**What is expected**. Pictures aside, each entry has to be returned exactly as it stands.

**Extracted data**.
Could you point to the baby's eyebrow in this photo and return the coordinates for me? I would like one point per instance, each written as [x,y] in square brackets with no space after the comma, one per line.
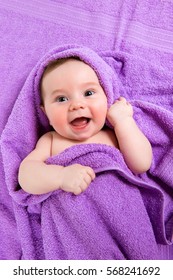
[56,91]
[91,84]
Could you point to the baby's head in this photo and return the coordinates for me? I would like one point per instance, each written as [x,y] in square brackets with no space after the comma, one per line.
[73,99]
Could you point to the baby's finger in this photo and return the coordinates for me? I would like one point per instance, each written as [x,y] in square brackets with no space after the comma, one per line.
[91,173]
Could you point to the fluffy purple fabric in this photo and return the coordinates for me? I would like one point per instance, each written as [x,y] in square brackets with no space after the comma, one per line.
[120,216]
[135,39]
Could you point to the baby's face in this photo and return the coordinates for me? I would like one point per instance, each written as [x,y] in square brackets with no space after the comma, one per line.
[74,100]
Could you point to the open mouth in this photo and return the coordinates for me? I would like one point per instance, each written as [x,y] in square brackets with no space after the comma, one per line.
[80,122]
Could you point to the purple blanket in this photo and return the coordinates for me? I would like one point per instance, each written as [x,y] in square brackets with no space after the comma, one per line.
[120,216]
[136,39]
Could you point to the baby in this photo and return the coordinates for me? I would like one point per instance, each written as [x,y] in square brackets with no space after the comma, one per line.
[76,107]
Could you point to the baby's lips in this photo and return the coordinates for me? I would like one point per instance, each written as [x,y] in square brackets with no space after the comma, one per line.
[80,121]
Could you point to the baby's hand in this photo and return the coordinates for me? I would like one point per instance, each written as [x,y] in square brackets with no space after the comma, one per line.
[119,111]
[76,178]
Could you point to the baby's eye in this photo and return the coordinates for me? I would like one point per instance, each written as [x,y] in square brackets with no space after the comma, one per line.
[89,92]
[61,99]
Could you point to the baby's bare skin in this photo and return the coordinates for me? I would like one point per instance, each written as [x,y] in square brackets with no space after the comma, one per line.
[77,109]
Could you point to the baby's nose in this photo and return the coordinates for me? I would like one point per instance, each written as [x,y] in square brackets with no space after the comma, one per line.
[76,105]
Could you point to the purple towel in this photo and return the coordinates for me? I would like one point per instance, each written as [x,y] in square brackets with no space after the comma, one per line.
[139,38]
[120,216]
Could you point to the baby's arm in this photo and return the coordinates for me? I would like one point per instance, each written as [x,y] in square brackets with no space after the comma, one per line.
[37,177]
[133,144]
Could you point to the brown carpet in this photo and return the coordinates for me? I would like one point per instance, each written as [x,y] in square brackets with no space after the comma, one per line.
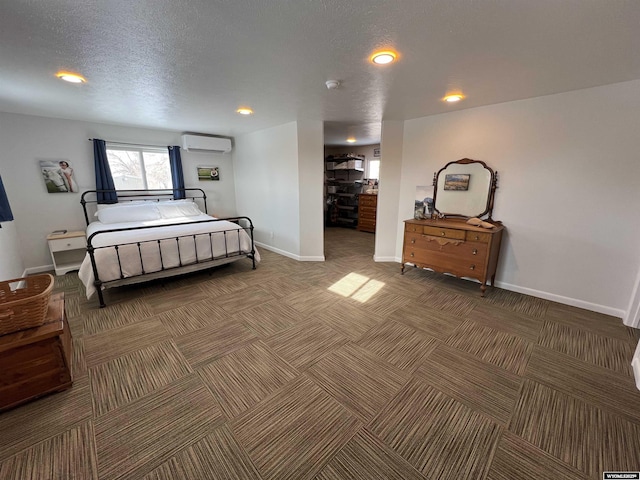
[336,370]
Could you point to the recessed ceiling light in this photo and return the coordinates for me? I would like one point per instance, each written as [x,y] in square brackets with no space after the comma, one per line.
[383,58]
[71,77]
[454,97]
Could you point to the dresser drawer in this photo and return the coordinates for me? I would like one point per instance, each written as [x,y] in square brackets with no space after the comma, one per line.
[474,251]
[444,263]
[62,244]
[445,232]
[478,237]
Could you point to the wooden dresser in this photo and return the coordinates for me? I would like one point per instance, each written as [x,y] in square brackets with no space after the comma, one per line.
[453,246]
[367,206]
[36,361]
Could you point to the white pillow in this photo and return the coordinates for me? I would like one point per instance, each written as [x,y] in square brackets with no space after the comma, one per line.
[103,206]
[178,209]
[128,213]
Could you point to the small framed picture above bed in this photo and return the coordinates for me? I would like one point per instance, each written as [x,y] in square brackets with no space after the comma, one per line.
[208,173]
[58,176]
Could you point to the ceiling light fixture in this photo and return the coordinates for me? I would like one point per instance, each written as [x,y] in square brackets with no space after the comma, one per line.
[454,97]
[71,77]
[383,58]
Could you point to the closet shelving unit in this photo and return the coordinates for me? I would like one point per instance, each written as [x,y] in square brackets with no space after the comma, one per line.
[343,184]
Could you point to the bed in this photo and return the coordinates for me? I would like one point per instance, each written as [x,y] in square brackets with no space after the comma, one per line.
[148,235]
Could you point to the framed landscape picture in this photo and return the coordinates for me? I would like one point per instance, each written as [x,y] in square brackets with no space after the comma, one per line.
[456,181]
[208,173]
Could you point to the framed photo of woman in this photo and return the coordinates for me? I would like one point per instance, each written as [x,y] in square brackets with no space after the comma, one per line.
[58,176]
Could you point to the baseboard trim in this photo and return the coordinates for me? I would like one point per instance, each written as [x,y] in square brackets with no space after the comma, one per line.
[574,302]
[40,269]
[385,259]
[289,254]
[635,364]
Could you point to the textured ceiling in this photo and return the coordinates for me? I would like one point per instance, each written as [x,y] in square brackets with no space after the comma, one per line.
[188,64]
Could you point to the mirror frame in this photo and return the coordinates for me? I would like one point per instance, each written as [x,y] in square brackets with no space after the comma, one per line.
[493,184]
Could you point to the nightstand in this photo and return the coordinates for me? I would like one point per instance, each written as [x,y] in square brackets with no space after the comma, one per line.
[67,251]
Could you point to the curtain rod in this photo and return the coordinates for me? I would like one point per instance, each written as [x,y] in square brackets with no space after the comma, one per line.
[132,144]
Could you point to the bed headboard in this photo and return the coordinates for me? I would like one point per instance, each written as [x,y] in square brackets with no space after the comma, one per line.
[89,198]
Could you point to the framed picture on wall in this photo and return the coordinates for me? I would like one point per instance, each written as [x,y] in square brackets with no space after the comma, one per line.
[456,181]
[208,173]
[58,176]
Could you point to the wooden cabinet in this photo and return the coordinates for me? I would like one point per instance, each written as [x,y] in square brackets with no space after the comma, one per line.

**Your response**.
Could you point to the baby's eyebrow in this photo and return the coordinates for me? I would like one point per instance, each written as [x,y] in square brackets with no space after the comma, one per line.
[56,91]
[91,84]
Could you point to the baby's head in this photo and return the coordinates for me? I would like one point per instance, each written as [x,y] in square brackets with no space after the comma, one per line.
[73,99]
Could you point to the baby's finger in this photo and return the coordinates for me? I would like one point per instance, each written as [x,y] in square brackets with no space after the comma, one per line.
[91,173]
Could you point to the fluffy purple fabric in this photo and return the coordinates for me? I would like one point per instance, each written as [x,y] in square brackets with no space after the comma, one per line.
[120,216]
[135,39]
Could you point to the baby's face in this photo and return the coordinates for me? I would like one point per instance, each written as [x,y] in square brackets with no space after the comma, one per line.
[74,100]
Could you point to the open mouth in this photo and return the coordinates for me? I would like one point per instance, each written as [x,y] in square brackets with no space after the comma, one per line.
[80,122]
Could you point to the purple blanket in this photo and return the coordinates for me? I would like one point per instance, each written as [x,y] in square brackets with no space after the comma, one per line.
[120,216]
[136,39]
Could you point to the baby in this photo and return the coordinates for me? I would like one point per instance, each written as [x,y] in square brackets with no space after the comma, one per line.
[76,107]
Could you point to the baby's lips in this photo and return the coordinates for me? I would like one point per instance, each written as [x,y] in square brackets with no space after the comma, one per line.
[80,121]
Could you point to the baby's hand in this photo and return the coordinates for me? I would like one point per instance, each written as [x,y] in square brackets with no space after the comma, one per line.
[119,111]
[76,178]
Could you point to the baby's eye in this photo and return the coordinates for me? I would like one point per instance, each written as [x,y] in square brackets with no space after the comma, one per line.
[89,92]
[61,99]
Could you point to the baby's bare skin in this photo and return the coordinates for me? I would like one point per instance, each written as [x,y] in square brackets with no space after the comma, one per line.
[77,109]
Could you point to the baby's nose in this photo and return the coordinates for me? I would like one point per instance, each written as [x,y] in square brackets with no space after the comma, one per line.
[76,105]
Could you point to the purple towel in this photo and return the coordinates for me? I would like one point per instance, each written as [x,y] in square brackets with no space after the comma, one per line.
[139,38]
[120,216]
Could you point to the baby's arm in this photo and return the coordinates for me? I would like one point per instance, each written as [x,y] in square brackets with no space after the comma, one per line.
[37,177]
[133,144]
Could you point to the brown carpet in this photo and return the coordinates for me? I would like one point per instance, each written as [x,y] in square brackets with no space after the comma, one per line.
[336,370]
Could you point to the recessed ceiling light in this photo and return the coordinates for me? I would like one point per instance, each written as [x,y] in square brackets with no space after the comma, one per line.
[383,58]
[71,77]
[454,97]
Could you point to the dresser drawer in this photo and return the coordinates for me? I would like one point per instance, each written as [x,y] in square brackets with no space after the comma, one per line.
[474,251]
[444,263]
[62,244]
[445,232]
[478,237]
Could you point to the wooden dresser in this photo and return the coordinates for me? I would like one point per instance, each written as [x,y] in square brackets with no space after the comma, one per line.
[453,246]
[367,206]
[36,361]
Could you point to the white pillow in this photo and return the coordinates for me? I would like one point per instance, each written as [x,y] in square brackets with no space after the comma, one per line.
[103,206]
[178,209]
[128,213]
Could you point to the small framed picture above bed in this photo and return the coordinates for me? I would like one point per instance, each written as [x,y] in square brackets with no space after the comma, one per line.
[208,173]
[58,176]
Could you point to the ceiling light fixture in this photo and return the coordinates for me? I would like one point per instance, each written as [x,y] in square brackets with no space after the comma, one per line.
[454,97]
[71,77]
[383,58]
Could you point to the closet shelving unit in this photo and return the coordinates for me? I would like one point per instance, each written as [x,y] in square brackets with no space after the comma, one per line.
[343,184]
Could you point to the bed in this photo and return the coordinates for me? I would like one point per instance, each written as [x,y] in square brackets with no space after the comma, one per line.
[148,235]
Could you point to the framed landscape picture in this photo and return the coordinates for me? I would like one point per instance, each written as [x,y] in square brackets with no space after the comma, one per line.
[456,181]
[208,173]
Could you point to the framed photo of woman in this photo and return the coordinates for me? I would like one point per instance, each written as [x,y] in square brackets with no space after the comma, one per line.
[58,176]
Could you point to the baseboard trim in this photo and return the coordinates for me? I would like one point per instance, each written as [x,y] in square brackets with no space after the comma, one per line.
[574,302]
[40,269]
[385,259]
[289,254]
[635,364]
Could you point to the textured ceiling in this photo and return the coordinates for me? I would like one point per instance, each written as [x,y] in square brackets with no space after the comma, one per line.
[188,64]
Could you point to the mirror frame in this photo and return the coordinates for me? I would like one point per instance, each written as [x,y] in square brackets with no space after the comma, one per line.
[493,184]
Could you point to the nightstand in this photo and return the coordinates for me? I would like one point per instance, each written as [x,y] in square brackets with no space after the comma, one per line.
[67,251]
Could you point to the curtain rod in this photo and return the coordinates for me? I would like one point per instance, each written as [x,y] in square brackets with no space after the comma, one per line.
[132,144]
Could you point to the bed headboard in this photo and return the coordinates for me? I would like one point per instance, each written as [x,y] in square brackets with no space after the comma, one per line.
[89,198]
Could you point to the framed picture on wall in this photo and return the coordinates for me? I would like one point per instance, each written as [x,y] in square brackets with no space after the comma, one per line.
[456,181]
[208,173]
[58,176]
Could you point to the wooden cabinet in this photo and return the coordinates for me? I would like one point per instance, each written as [x,y] in square brackets with no space after the comma, one per line.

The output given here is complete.